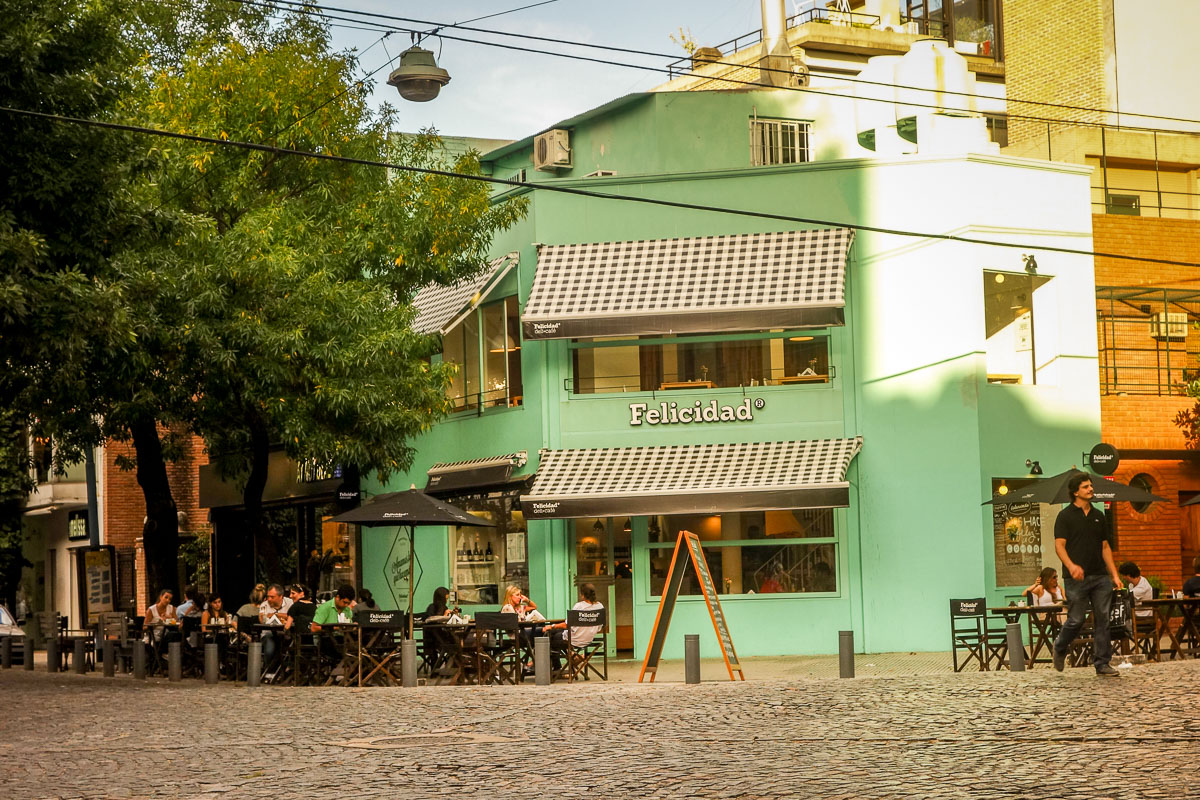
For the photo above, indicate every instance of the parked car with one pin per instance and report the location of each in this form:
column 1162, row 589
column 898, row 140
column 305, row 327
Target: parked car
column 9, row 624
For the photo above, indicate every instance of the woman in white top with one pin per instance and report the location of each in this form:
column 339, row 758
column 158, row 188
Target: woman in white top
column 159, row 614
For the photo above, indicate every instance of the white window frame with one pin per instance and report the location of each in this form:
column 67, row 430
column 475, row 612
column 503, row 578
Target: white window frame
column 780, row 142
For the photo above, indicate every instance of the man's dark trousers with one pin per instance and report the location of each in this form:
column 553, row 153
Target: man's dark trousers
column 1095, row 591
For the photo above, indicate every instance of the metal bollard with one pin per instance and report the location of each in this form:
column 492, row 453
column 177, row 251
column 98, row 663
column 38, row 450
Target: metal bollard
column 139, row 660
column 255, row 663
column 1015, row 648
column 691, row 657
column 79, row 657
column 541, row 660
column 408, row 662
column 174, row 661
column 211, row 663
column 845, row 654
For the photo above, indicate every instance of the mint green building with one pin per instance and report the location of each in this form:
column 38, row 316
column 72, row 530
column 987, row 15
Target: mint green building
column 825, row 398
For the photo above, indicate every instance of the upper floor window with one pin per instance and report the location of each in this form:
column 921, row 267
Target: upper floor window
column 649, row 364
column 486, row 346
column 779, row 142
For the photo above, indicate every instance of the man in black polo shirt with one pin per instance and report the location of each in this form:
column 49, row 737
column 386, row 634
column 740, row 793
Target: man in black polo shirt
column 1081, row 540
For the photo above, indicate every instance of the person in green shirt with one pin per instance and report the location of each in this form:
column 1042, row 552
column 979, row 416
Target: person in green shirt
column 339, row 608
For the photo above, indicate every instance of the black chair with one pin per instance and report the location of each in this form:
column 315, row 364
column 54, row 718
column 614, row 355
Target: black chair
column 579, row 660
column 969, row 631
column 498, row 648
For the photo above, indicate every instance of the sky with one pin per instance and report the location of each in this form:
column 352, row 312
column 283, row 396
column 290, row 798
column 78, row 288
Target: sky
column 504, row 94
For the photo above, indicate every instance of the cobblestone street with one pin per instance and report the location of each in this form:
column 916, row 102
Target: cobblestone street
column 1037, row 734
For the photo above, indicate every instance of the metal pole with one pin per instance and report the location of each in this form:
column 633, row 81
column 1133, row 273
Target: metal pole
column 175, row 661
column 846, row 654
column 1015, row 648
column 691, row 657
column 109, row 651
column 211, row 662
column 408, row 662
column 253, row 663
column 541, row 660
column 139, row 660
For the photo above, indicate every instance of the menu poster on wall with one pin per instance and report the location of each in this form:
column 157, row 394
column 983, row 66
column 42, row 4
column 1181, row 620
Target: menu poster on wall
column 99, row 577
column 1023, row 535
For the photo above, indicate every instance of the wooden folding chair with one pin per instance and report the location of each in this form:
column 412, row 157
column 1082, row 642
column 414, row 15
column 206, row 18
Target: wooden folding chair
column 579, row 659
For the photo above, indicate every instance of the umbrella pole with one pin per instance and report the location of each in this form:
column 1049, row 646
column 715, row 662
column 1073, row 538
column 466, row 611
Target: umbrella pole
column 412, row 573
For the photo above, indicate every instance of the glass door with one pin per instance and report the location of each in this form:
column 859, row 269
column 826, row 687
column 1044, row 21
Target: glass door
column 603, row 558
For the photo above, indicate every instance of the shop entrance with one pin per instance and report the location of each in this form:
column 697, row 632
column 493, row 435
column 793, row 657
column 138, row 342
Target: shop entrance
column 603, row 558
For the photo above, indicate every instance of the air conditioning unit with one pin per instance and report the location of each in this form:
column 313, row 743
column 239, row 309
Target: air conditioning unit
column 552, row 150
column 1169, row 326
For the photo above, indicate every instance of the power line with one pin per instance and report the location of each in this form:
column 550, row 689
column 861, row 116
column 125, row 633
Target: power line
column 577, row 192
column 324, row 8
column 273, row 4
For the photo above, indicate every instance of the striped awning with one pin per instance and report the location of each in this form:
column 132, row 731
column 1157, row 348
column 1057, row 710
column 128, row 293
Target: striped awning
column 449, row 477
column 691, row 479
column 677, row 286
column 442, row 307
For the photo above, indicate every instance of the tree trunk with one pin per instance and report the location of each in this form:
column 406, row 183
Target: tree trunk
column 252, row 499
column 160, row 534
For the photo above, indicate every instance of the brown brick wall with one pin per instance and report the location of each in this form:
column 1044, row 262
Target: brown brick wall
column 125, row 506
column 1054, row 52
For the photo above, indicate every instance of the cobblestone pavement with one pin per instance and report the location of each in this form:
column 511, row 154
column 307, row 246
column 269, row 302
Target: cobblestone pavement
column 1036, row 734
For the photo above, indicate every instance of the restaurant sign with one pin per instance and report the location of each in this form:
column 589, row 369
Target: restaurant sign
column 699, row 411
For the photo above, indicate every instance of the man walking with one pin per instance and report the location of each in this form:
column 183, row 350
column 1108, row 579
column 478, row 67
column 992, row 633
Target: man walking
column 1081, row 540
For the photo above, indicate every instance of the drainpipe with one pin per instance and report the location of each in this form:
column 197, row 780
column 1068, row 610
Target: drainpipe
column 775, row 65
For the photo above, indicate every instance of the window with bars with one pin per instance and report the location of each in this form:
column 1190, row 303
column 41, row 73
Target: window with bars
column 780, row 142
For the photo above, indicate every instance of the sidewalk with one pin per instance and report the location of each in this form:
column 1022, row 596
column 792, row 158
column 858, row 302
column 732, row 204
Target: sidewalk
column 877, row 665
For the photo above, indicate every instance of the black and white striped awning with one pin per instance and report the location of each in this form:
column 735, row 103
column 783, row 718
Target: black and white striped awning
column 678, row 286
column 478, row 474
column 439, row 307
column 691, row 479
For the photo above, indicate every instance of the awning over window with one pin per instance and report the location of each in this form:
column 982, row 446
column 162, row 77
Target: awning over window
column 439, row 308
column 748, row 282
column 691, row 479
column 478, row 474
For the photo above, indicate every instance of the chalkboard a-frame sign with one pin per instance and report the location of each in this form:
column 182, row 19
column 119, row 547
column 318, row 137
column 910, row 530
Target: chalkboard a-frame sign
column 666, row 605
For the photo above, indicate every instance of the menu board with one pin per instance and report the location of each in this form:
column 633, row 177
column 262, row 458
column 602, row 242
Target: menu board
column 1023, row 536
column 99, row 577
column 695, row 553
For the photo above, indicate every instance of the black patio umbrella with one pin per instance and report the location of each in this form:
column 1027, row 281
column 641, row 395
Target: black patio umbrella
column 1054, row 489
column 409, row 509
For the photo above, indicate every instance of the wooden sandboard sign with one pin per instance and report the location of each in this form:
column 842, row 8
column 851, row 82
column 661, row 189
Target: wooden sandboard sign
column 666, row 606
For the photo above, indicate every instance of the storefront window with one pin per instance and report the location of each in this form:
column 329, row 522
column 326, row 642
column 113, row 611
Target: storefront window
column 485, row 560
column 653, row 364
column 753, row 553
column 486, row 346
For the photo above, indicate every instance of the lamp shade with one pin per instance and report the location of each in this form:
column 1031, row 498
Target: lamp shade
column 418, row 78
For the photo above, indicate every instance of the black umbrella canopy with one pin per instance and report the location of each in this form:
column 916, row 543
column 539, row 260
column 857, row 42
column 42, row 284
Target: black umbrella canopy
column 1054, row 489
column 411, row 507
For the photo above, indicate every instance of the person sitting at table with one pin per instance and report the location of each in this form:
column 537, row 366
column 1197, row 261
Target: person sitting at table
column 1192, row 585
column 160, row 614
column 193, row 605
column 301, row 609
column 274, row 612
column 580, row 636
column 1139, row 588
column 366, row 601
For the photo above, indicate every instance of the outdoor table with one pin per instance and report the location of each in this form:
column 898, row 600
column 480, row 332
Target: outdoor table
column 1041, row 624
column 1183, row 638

...

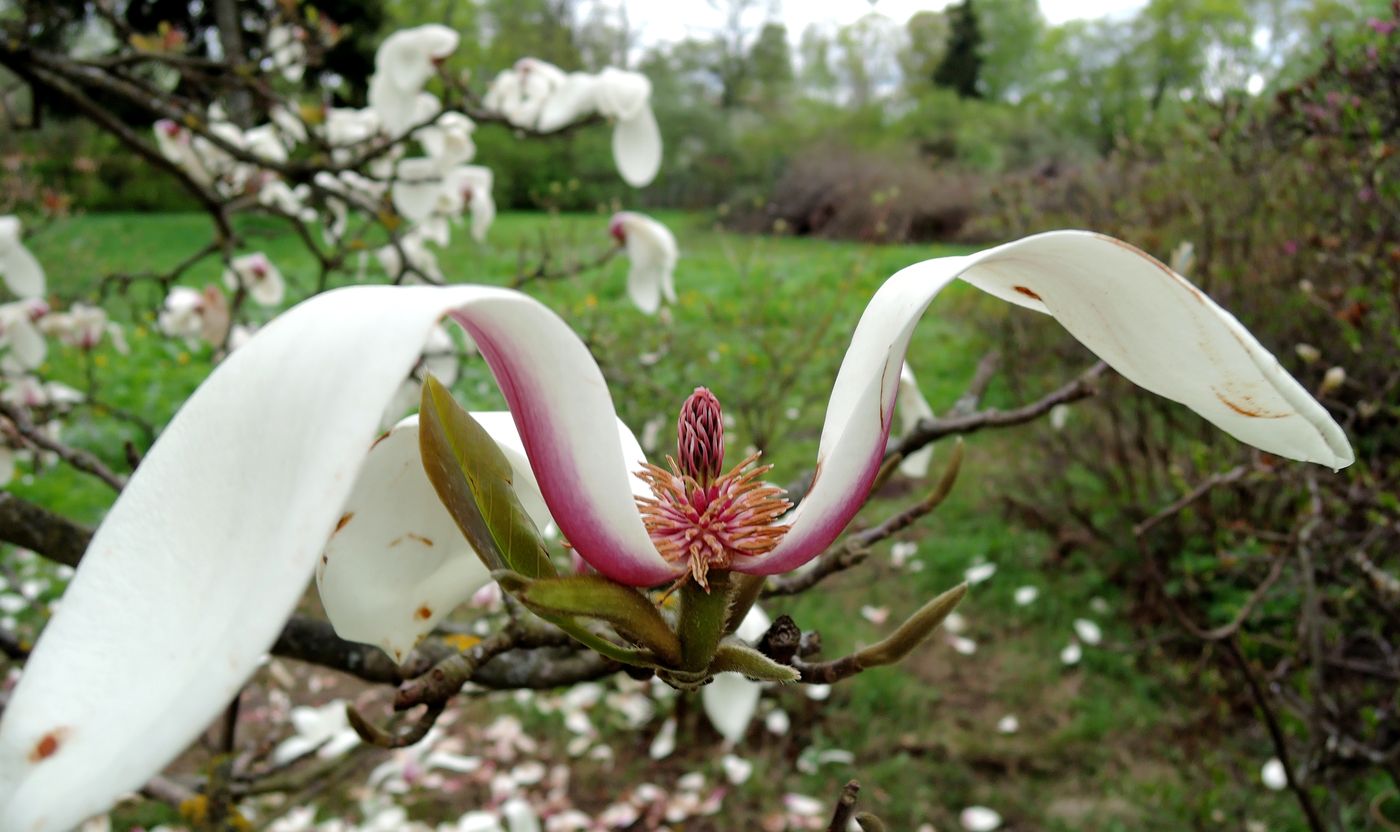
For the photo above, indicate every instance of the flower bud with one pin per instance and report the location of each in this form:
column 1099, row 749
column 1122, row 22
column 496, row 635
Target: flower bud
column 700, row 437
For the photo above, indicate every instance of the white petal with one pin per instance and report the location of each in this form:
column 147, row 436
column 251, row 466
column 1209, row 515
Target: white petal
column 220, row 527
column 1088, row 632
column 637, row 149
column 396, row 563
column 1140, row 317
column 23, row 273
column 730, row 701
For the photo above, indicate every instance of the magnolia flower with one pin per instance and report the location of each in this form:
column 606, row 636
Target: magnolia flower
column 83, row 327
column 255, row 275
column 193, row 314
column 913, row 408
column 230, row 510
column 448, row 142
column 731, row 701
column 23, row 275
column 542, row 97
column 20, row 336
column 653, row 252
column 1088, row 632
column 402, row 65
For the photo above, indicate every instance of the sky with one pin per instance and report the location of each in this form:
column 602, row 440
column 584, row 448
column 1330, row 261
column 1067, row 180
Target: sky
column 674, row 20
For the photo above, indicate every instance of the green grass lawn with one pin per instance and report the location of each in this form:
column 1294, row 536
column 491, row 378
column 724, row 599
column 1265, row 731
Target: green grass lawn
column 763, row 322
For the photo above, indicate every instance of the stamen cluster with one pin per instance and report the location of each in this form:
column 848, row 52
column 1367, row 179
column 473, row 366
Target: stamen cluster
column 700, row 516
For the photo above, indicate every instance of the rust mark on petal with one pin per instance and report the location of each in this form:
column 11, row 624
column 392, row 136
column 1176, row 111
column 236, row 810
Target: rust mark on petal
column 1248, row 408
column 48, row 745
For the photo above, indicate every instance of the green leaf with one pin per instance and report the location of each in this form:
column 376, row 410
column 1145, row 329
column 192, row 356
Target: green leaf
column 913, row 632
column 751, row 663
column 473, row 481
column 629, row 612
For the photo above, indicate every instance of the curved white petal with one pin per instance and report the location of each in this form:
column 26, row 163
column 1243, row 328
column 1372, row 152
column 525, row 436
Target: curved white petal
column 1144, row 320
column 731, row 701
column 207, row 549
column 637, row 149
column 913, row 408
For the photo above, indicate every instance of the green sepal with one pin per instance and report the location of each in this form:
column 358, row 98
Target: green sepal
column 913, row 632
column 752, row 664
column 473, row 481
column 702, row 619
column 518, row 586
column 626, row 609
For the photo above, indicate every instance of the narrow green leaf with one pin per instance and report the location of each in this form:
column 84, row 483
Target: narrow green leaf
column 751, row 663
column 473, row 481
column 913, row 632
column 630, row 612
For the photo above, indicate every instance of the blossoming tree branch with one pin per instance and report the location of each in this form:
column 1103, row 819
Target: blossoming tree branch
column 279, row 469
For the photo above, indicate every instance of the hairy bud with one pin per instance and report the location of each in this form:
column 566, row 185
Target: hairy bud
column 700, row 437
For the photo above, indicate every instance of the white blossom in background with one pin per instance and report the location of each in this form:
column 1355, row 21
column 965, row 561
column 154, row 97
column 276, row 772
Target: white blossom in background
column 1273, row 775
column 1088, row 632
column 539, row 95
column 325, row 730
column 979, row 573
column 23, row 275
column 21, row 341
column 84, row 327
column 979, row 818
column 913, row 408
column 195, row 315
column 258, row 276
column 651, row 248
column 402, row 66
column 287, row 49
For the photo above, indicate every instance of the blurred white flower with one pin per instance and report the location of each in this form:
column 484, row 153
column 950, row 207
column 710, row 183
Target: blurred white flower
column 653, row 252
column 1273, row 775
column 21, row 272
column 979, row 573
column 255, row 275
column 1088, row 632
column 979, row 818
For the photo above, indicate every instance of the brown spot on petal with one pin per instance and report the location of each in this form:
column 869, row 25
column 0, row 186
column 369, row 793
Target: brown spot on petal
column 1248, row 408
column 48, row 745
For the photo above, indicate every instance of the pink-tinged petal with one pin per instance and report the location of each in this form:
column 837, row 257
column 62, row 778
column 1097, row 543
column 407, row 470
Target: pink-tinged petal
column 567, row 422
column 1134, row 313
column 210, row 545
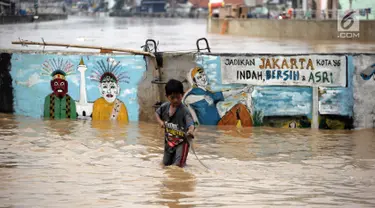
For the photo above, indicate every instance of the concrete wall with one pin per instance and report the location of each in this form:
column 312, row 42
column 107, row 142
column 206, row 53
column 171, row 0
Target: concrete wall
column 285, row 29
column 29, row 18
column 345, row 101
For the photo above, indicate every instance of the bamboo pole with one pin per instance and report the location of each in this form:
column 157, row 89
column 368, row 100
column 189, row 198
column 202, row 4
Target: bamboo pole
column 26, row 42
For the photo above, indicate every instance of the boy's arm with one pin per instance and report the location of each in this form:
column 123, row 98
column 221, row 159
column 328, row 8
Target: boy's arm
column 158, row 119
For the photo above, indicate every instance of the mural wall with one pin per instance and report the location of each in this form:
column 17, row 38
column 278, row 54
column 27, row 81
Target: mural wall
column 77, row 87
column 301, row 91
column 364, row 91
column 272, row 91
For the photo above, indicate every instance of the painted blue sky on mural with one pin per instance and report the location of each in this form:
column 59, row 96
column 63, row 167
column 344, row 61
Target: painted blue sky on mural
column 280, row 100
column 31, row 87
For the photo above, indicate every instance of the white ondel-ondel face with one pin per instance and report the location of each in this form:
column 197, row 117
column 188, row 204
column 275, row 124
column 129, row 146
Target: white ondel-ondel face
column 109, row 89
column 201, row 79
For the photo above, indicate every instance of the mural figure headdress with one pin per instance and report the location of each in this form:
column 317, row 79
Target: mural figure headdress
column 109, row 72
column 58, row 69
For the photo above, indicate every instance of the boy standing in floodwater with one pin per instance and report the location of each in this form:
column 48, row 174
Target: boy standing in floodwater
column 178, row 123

--

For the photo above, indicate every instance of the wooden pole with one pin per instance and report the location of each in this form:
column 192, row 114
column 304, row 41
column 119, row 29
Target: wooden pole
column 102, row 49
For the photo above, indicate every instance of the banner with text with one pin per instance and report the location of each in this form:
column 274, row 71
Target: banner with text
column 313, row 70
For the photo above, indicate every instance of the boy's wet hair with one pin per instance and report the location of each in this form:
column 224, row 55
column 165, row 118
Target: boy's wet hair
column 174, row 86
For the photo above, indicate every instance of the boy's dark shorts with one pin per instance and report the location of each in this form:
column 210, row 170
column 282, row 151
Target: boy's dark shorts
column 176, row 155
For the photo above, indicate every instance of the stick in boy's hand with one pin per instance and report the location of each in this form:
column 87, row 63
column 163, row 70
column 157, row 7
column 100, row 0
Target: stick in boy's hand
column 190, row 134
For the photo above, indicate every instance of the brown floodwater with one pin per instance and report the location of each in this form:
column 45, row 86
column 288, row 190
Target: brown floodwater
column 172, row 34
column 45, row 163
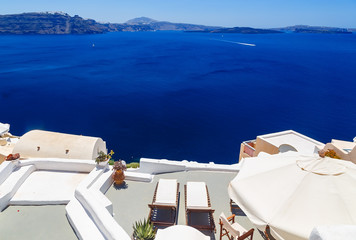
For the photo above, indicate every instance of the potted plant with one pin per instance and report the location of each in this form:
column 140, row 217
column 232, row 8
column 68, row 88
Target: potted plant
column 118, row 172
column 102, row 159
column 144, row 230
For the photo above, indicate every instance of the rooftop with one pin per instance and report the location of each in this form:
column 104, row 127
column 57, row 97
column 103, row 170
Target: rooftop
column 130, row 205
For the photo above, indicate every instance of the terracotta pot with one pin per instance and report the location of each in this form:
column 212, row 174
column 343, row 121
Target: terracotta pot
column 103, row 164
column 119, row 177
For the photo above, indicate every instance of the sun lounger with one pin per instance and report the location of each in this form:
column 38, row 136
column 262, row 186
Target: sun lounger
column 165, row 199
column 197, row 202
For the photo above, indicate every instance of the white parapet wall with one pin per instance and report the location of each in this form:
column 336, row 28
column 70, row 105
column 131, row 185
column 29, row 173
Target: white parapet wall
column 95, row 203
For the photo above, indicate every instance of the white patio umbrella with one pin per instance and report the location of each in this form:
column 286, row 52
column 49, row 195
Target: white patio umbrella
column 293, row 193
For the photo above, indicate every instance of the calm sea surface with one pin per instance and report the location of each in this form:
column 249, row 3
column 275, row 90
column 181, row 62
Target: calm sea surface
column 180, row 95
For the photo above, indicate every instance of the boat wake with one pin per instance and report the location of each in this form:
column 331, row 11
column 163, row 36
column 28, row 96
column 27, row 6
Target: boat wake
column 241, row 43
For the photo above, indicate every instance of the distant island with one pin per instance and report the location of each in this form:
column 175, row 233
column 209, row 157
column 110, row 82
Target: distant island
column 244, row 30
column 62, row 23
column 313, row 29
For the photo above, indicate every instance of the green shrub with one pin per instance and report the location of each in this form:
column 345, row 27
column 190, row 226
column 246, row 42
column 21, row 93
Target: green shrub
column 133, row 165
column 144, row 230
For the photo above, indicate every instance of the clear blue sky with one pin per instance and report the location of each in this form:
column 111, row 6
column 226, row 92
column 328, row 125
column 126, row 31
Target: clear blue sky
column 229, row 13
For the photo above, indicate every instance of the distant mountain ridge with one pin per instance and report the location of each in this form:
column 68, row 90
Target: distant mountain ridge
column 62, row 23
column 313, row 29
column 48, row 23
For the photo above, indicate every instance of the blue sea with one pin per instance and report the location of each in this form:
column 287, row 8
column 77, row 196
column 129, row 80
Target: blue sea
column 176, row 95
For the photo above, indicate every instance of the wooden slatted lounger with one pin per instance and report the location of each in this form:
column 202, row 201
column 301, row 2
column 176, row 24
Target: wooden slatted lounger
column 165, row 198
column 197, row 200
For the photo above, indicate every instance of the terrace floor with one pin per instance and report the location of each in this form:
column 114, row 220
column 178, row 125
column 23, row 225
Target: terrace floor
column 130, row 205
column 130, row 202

Your objective:
Render the records as a Markdown table with the columns No. and Line, starting at the line containing "the white ondel-ondel" and ending at the line containing "column 178, row 123", with both of those lines included. Give each line its own numbered row, include only those lines, and leave out blank lines.

Completed task:
| No. | Line |
|---|---|
| 1 | For the photo above, indicate every instance of the white ondel-ondel face with one pin per instance and report the location of each in this form: |
| 2 | column 197, row 117 |
| 3 | column 188, row 204 |
| 4 | column 275, row 124 |
| 5 | column 129, row 146 |
| 6 | Target: white ondel-ondel face |
| 7 | column 109, row 89 |
| 8 | column 201, row 79 |
| 9 | For the photo above, indicate every instance of the mural figure headdress with one pin per instance and report the location of each in this form: |
| 10 | column 317, row 79 |
| 11 | Target: mural figure headdress |
| 12 | column 109, row 72 |
| 13 | column 58, row 69 |
| 14 | For the photo above, indicate every instance of the boy standing in floodwater with one pin per instance and report the location of each in this form: |
| 15 | column 48, row 174 |
| 16 | Target: boy standing in floodwater |
| 17 | column 178, row 123 |